[Extracted information]:
....................

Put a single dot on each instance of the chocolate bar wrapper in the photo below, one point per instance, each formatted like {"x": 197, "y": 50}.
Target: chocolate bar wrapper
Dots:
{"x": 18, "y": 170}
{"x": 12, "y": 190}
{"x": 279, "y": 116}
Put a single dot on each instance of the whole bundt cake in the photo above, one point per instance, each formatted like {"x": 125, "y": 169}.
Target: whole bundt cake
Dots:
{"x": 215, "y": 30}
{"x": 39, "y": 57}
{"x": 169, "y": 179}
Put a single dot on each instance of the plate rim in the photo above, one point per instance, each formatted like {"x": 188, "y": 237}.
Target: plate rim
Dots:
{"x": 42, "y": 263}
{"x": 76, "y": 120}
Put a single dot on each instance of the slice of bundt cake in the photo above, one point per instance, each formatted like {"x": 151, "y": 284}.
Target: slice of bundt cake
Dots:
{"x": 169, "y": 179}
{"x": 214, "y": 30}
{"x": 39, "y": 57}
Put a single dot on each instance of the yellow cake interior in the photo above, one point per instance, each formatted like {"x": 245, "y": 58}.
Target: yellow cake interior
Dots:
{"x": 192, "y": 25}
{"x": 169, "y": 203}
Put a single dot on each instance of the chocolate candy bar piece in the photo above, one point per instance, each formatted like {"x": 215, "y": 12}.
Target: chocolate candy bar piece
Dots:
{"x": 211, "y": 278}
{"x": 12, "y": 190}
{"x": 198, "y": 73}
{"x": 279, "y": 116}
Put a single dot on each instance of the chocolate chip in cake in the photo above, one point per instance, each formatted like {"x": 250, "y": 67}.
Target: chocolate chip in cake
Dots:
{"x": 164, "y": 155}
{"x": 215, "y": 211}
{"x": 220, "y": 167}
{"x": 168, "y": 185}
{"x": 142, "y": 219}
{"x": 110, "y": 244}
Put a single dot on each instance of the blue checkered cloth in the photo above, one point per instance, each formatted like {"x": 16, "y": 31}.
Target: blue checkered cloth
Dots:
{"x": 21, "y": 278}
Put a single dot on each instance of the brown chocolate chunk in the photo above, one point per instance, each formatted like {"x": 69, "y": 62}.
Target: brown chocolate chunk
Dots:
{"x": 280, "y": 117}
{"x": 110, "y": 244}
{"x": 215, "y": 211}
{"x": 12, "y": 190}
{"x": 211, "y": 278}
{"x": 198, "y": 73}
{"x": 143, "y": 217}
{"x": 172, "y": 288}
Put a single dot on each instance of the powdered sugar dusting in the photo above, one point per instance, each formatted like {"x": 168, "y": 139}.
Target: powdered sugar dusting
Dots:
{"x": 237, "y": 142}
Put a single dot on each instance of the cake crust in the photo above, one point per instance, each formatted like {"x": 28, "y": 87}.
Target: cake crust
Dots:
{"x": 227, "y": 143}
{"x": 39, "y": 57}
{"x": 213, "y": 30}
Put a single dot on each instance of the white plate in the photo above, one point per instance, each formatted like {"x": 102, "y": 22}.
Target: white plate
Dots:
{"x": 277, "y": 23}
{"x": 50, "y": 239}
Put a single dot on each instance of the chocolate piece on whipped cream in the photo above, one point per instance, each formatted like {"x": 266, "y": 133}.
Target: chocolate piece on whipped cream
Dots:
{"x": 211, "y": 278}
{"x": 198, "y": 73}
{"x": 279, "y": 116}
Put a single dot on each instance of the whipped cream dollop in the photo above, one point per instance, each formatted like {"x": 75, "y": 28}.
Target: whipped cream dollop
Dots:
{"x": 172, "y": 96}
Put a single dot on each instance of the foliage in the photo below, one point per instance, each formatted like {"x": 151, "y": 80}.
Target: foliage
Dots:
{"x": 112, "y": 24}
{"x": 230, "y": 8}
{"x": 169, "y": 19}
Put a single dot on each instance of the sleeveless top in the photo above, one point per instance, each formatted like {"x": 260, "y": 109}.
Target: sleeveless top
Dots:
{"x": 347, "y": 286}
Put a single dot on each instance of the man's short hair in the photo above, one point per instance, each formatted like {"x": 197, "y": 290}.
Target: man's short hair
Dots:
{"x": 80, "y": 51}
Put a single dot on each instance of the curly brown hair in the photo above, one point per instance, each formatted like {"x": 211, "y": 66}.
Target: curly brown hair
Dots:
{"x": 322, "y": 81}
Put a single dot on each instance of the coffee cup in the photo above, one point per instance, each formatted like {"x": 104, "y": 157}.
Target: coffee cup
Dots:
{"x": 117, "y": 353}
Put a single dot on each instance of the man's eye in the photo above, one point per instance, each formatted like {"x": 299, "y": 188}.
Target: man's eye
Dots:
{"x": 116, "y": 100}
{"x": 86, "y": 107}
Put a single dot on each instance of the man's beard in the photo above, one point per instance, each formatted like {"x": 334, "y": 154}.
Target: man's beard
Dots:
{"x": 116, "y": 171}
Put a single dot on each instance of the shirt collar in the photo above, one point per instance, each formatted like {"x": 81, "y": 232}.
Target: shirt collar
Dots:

....................

[Exercise requirements]: Lines of the listing above that contain the word "brown" must all be copied.

[Task output]:
Put a single dot on each instance of the brown chocolate chunk in the photo above, one point per instance, each formatted like {"x": 69, "y": 62}.
Target: brown chocolate chunk
Put a single dot on each instance of the curly brown hair in the photo above, one point per instance, each formatted like {"x": 211, "y": 66}.
Target: curly brown hair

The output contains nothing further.